(Beginning of Given text)

On 6 April the FCA published a webpage setting out its expectations on funds in light of COVID-19. The page includes some helpful guidelines, although it is focused on UCITS and non UCITS retail schemes (NURS) rather than private funds. That said, there are some general messages relevant for all fund managers. In particular:

  • Whilst the FCA acknowledges the significant challenge firms are facing, it expects firms to continue to uphold the best interest of their investors at all times.
  • The FCA expects firms to contact it, when appropriate, to communicate issues of material concern under Principle 11.

Key points for UCITS and NURS managers to be aware of in light of the FCA guidelines:

Annual and half yearly reports – The FCA has granted temporary relief allowing UCITS and NURS authorised fund managers to delay publication of funds’ annual and half yearly reports by two and one month respectively. There are certain conditions which need to be met to use this relief and managers should:

  • promptly inform the fund’s depositary and auditors;
  • email the FCA with details of the funds this will apply to and the intended new date of publication;
  • publish a prominent statement on their website, no later than the original publishing date of the annual or half-yearly report, explaining the reasons for their decision and giving the revised publication date;
  • consider what other steps they could take to bring the deferred publication date to the attention of investors.

 Virtual meetings – The FCA acknowledges the operational challenges firms face and confirmed that they don’t have any supervisory concern about general meetings of fund investors being held virtually. However, this is subject to fund rules and the FCA highlighted that managers will need to consider the terms of their fund documentation when making arrangements for meetings during this time.

Ensuring compliance with limits on value at risk (VaR) – The FCA has confirmed that risk controls play an important role in protecting investors’ interests and ensuring the fund is managed appropriately. The FCA therefore expects firms to have plans in place already to deal with such events and to take appropriate remediation action, considering market conditions and what is in the best interests of their customers. If a firm has issues managing risk limits and specifically VaR limits, they should contact the FCA.

Electronic signatures – The FCA has confirmed that during the coronavirus crisis, it is willing to accept electronic signatures on applications to authorise funds or approve changes to funds. Where possible, applicants should validate accompanying documentation and the FCA emphasised that it needs to be assured that the signatory has seen and agreed with all the information in the form. This clarification applies only to information sent by firms to the FCA.

(End of Given text)
(Beginning of Excerpted records)

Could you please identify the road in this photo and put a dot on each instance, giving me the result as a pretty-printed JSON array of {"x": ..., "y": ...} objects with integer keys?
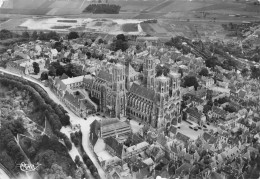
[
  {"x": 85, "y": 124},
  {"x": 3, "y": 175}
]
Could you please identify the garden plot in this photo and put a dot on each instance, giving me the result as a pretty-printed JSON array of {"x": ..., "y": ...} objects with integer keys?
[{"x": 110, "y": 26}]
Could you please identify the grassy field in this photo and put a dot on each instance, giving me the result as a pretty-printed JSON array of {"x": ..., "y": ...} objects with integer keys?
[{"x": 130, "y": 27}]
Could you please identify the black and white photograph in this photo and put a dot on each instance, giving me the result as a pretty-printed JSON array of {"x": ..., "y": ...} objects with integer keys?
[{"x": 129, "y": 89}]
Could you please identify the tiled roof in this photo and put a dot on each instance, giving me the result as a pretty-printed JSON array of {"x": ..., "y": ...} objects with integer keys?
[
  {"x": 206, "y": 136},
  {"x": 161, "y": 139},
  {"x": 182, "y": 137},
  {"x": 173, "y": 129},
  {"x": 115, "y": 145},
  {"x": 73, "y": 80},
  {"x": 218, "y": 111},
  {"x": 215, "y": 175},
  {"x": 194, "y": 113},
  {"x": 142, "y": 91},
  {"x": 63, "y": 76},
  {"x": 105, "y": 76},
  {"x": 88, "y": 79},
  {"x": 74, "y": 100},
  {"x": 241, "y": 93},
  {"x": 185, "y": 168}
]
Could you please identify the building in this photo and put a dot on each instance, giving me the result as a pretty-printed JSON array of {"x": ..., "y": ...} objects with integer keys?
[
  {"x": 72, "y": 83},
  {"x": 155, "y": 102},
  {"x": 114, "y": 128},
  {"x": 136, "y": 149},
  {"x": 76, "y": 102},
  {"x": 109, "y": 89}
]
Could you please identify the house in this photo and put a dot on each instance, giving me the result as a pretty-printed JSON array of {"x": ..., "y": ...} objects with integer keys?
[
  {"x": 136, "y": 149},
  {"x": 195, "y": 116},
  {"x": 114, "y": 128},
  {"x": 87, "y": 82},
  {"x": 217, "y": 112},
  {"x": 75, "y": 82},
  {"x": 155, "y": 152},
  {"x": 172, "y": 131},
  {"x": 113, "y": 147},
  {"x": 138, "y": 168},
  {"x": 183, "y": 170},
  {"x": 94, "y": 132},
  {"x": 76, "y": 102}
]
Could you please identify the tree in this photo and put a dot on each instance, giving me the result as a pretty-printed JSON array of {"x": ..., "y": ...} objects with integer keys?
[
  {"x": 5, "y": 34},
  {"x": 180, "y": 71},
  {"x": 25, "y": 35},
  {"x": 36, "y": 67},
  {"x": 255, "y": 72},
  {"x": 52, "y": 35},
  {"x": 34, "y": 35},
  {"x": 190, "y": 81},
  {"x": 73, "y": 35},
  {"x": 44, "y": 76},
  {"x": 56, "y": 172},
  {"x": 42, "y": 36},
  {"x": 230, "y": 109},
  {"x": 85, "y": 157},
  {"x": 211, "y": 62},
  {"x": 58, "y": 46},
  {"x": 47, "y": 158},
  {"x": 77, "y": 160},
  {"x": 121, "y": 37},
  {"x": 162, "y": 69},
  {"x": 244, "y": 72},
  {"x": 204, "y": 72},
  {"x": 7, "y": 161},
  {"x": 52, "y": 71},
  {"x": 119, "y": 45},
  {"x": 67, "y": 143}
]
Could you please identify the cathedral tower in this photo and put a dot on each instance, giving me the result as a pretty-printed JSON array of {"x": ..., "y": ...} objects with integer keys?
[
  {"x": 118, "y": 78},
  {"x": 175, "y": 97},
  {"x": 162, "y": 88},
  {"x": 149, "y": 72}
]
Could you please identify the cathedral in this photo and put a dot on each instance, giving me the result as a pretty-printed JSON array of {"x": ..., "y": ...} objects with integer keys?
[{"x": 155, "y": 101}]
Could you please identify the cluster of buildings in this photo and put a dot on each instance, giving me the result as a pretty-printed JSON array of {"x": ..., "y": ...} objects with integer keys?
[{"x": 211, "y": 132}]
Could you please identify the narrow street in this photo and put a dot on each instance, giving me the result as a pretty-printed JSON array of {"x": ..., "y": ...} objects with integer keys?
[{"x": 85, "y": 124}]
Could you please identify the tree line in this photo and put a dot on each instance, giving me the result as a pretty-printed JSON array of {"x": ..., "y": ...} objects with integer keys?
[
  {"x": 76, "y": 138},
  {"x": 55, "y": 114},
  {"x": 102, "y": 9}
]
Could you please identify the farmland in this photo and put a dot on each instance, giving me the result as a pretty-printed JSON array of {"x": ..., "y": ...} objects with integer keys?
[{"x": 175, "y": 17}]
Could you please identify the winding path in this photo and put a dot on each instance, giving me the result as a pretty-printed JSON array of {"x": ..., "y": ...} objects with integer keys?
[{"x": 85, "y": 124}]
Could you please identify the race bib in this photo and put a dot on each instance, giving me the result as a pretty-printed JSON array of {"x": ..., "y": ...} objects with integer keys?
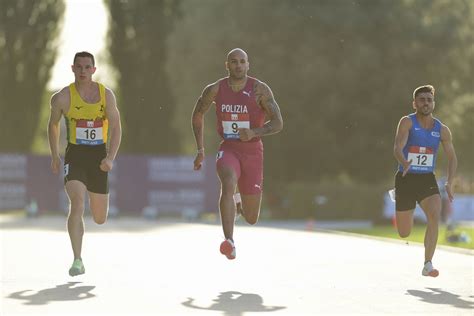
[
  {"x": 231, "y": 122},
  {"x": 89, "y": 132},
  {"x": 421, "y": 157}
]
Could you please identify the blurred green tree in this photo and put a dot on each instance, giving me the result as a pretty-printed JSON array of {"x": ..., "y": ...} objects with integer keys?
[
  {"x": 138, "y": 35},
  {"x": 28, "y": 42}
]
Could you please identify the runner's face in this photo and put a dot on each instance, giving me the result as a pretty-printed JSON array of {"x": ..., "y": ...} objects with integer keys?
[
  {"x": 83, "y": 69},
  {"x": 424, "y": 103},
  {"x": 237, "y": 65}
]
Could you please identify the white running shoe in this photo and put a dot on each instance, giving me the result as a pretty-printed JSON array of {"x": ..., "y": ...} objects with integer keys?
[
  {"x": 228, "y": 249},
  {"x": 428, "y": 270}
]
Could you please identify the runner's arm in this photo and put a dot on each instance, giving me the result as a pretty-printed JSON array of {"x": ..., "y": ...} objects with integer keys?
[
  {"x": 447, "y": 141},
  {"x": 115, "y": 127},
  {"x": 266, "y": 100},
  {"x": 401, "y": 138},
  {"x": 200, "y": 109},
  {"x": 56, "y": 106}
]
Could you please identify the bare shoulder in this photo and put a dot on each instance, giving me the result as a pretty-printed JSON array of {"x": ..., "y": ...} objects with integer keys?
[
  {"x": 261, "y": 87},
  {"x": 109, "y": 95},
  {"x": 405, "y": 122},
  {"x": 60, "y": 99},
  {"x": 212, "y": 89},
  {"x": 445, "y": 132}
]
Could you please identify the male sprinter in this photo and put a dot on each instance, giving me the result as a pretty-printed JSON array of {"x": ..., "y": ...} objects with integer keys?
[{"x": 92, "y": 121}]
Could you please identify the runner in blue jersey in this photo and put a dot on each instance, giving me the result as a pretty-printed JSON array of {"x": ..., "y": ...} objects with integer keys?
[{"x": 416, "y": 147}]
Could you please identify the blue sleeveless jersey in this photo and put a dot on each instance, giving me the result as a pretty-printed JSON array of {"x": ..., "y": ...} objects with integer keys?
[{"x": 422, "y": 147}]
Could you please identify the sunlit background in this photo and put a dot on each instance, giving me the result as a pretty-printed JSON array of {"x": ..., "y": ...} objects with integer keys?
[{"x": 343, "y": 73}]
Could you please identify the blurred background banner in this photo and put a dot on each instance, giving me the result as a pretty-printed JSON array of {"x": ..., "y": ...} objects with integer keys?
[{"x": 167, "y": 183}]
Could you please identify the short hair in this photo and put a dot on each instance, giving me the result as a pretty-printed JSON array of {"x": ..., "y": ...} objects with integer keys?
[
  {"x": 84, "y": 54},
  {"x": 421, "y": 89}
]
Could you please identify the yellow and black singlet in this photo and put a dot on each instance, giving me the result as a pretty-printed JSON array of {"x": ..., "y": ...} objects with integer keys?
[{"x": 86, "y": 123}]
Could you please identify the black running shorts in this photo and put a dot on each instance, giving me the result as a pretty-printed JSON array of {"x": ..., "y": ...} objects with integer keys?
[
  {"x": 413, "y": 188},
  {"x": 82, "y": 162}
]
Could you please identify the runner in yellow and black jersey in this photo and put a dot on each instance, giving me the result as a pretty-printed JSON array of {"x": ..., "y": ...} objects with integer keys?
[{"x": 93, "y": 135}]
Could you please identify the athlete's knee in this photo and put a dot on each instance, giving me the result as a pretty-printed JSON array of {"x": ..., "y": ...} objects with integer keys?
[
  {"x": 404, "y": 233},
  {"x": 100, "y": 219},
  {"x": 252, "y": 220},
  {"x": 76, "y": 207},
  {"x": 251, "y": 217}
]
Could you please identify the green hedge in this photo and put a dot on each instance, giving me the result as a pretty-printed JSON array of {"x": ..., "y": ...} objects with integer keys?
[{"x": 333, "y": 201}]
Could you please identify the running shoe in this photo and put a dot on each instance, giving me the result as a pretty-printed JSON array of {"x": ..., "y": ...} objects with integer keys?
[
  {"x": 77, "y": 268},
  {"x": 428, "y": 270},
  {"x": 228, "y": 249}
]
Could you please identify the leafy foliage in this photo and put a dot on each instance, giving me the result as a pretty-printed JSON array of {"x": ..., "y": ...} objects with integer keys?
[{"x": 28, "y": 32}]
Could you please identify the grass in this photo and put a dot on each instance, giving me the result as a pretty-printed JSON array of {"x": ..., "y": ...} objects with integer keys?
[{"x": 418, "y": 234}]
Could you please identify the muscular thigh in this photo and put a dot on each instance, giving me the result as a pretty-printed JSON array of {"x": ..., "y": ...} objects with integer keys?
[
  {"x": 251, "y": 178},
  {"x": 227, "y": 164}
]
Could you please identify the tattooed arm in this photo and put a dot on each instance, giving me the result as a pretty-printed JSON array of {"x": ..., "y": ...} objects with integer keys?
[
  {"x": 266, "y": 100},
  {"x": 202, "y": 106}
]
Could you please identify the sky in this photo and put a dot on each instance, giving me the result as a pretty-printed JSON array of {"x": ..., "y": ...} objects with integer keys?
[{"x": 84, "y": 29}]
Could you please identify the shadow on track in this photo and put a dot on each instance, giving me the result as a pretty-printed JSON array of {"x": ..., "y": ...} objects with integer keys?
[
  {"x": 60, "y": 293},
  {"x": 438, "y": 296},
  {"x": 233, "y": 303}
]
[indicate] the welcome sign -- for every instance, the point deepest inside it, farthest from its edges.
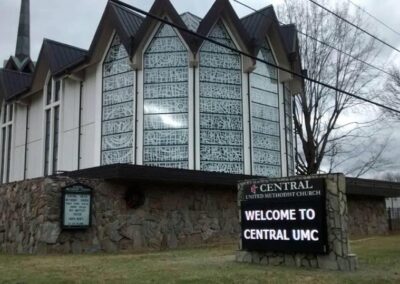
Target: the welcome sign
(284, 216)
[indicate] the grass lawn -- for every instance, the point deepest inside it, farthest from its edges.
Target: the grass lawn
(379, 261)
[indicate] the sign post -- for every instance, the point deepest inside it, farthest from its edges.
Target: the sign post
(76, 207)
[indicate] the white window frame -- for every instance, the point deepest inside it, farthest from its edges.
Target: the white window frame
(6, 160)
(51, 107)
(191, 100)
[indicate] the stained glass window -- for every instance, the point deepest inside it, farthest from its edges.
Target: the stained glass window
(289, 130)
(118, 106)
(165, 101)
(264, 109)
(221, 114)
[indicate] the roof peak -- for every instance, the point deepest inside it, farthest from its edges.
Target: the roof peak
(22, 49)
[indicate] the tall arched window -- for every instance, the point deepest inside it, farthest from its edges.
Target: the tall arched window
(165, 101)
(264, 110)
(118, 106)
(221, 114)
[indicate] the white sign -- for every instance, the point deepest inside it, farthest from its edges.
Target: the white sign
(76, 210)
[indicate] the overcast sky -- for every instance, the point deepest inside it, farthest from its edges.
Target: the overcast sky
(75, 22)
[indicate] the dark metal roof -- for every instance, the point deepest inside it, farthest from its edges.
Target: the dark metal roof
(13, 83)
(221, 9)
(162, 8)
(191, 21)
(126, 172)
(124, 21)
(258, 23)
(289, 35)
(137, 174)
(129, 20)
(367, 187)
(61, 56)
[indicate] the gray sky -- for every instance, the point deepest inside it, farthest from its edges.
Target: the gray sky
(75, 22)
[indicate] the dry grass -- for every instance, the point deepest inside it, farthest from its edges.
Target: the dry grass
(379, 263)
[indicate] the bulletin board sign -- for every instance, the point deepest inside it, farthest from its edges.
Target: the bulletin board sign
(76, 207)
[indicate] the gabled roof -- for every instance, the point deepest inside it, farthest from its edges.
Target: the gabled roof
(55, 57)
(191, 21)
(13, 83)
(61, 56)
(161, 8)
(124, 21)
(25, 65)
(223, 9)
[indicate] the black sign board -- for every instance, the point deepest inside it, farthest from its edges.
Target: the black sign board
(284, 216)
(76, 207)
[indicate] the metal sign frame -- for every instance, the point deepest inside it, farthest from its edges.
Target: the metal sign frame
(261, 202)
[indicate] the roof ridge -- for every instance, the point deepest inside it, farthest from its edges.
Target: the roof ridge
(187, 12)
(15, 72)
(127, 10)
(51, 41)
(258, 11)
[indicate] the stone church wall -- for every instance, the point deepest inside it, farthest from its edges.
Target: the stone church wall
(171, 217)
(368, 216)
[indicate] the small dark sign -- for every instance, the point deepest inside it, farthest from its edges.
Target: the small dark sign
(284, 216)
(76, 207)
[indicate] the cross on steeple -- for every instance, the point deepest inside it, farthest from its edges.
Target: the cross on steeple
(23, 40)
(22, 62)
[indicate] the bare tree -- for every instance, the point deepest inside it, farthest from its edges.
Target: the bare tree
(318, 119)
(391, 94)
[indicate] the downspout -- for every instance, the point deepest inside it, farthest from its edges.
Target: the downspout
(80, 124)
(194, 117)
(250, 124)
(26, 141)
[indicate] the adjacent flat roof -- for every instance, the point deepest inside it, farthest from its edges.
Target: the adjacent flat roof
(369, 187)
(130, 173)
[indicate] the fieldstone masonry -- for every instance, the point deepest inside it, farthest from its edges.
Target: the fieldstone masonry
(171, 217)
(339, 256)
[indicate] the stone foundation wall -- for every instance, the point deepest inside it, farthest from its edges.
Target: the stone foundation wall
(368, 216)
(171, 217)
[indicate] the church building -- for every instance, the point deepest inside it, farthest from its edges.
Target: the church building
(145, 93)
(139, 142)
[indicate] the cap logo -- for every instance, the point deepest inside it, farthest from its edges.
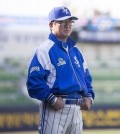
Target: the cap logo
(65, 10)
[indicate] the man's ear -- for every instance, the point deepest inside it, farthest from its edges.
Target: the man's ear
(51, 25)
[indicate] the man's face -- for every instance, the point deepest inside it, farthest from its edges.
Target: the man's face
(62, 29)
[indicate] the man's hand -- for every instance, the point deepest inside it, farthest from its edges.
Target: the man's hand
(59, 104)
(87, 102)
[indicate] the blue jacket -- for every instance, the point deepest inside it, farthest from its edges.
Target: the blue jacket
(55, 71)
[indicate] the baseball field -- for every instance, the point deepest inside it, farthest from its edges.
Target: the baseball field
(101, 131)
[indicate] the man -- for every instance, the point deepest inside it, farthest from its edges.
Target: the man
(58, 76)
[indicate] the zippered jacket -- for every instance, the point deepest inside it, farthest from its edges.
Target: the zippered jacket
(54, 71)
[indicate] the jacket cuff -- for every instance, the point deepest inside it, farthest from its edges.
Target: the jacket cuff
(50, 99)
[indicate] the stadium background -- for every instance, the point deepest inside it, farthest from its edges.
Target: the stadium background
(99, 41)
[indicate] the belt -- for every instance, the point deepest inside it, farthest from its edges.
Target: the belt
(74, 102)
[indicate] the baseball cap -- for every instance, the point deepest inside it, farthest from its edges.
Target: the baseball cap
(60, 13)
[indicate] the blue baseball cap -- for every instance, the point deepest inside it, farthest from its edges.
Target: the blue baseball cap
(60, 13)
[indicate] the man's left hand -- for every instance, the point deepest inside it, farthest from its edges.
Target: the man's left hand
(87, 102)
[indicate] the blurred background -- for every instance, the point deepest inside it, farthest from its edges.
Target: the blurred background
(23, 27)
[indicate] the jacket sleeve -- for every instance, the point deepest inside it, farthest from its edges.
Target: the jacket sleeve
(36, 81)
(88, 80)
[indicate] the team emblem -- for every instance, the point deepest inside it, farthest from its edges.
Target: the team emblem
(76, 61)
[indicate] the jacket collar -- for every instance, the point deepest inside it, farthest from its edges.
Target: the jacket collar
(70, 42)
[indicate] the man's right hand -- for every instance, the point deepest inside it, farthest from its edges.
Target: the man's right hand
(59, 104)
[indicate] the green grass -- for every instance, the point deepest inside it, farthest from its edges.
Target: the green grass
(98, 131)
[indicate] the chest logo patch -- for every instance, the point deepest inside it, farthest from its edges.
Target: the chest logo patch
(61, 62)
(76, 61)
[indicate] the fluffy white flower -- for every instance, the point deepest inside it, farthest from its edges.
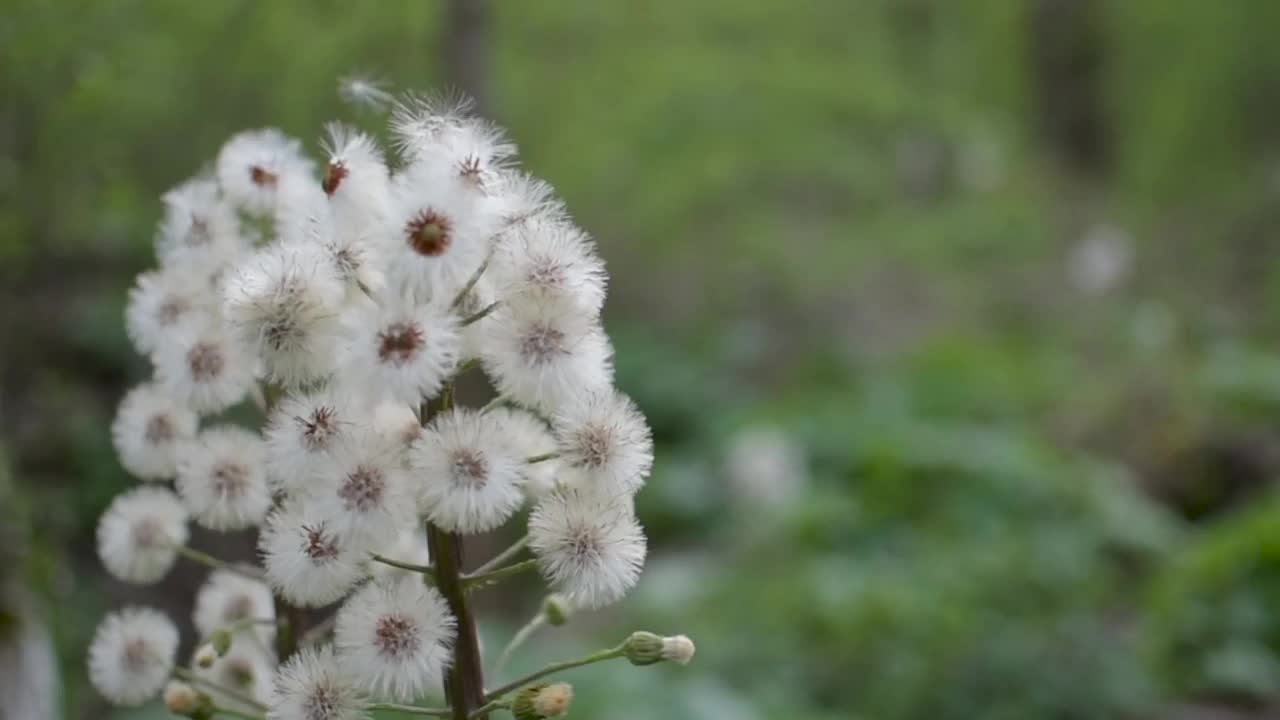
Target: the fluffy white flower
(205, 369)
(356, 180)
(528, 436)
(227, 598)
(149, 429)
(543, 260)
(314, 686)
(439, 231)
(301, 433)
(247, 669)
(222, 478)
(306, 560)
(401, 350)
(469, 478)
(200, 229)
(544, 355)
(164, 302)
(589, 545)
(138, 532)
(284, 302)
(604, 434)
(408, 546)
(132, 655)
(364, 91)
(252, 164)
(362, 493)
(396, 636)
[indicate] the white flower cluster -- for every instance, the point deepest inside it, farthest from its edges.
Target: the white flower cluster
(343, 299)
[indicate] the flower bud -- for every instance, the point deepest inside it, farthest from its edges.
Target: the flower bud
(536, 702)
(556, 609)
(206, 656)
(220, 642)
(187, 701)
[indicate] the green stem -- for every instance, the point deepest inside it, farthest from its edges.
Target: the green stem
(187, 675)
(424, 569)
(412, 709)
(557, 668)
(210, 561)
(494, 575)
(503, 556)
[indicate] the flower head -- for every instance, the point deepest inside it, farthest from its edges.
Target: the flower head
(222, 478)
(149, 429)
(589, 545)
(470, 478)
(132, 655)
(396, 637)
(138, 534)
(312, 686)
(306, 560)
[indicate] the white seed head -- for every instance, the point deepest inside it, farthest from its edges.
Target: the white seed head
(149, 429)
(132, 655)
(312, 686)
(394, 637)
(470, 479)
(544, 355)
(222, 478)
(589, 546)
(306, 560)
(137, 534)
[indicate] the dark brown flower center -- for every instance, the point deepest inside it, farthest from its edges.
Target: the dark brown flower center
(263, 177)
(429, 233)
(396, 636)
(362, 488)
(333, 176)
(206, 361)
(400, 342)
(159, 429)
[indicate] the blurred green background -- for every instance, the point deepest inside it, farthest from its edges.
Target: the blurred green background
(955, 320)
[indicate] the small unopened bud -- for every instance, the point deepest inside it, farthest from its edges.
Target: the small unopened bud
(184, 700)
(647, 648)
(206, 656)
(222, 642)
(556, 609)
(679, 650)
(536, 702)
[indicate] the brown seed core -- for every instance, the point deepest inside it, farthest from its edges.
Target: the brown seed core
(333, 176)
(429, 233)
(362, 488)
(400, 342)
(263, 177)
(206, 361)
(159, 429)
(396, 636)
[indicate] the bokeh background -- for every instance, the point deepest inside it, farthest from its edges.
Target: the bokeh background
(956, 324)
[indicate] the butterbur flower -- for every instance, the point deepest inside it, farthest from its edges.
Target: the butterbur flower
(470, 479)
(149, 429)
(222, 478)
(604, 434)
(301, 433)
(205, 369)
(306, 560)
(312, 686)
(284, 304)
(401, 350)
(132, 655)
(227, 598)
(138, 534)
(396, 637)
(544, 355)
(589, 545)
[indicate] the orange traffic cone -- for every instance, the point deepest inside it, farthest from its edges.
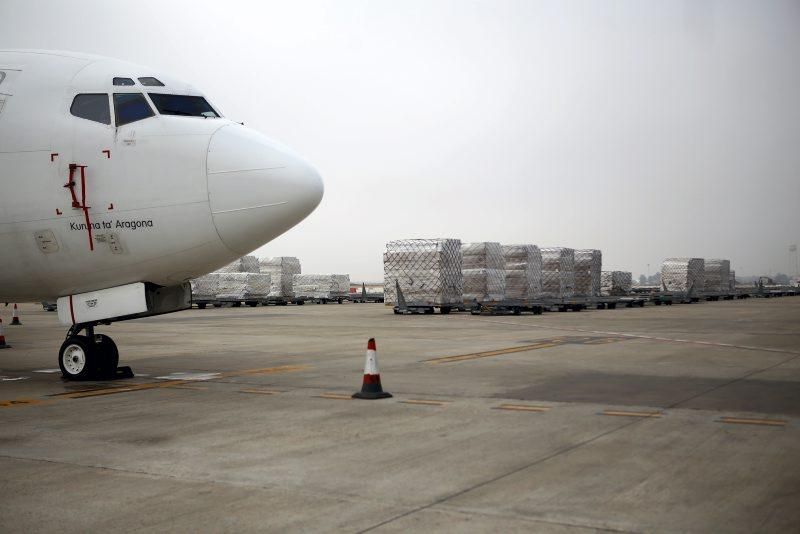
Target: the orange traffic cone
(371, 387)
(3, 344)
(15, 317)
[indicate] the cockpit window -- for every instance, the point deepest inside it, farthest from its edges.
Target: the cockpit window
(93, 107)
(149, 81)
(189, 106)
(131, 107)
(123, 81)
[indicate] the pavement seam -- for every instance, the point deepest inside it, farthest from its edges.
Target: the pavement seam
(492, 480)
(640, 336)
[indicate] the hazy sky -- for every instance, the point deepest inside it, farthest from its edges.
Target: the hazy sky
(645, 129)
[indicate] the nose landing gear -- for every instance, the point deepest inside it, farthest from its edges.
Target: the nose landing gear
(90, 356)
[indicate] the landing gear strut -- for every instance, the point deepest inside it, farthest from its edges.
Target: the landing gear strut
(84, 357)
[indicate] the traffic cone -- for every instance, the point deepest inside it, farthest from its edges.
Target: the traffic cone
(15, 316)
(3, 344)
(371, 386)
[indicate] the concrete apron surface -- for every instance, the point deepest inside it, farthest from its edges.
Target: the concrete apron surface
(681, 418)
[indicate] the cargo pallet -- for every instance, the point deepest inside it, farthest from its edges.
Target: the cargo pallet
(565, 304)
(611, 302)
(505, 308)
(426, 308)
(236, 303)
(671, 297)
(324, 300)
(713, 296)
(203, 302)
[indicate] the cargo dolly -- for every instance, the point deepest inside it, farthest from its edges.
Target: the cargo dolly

(End of Excerpted records)

• [Work request] In the text on the FCA's COVID-19 expectations for funds, rewrite everything from "On 6 April the" down to "at all times.", renaming "FCA" to "Financial Conduct Authority".

• [Exercise result]
On 6 April the Financial Conduct Authority published a webpage setting out its expectations on funds in light of COVID-19. The page includes some helpful guidelines, although it is focused on UCITS and non UCITS retail schemes (NURS) rather than private funds. That said, there are some general messages relevant for all fund managers. In particular:

  • Whilst the Financial Conduct Authority acknowledges the significant challenge firms are facing, it expects firms to continue to uphold the best interest of their investors at all times.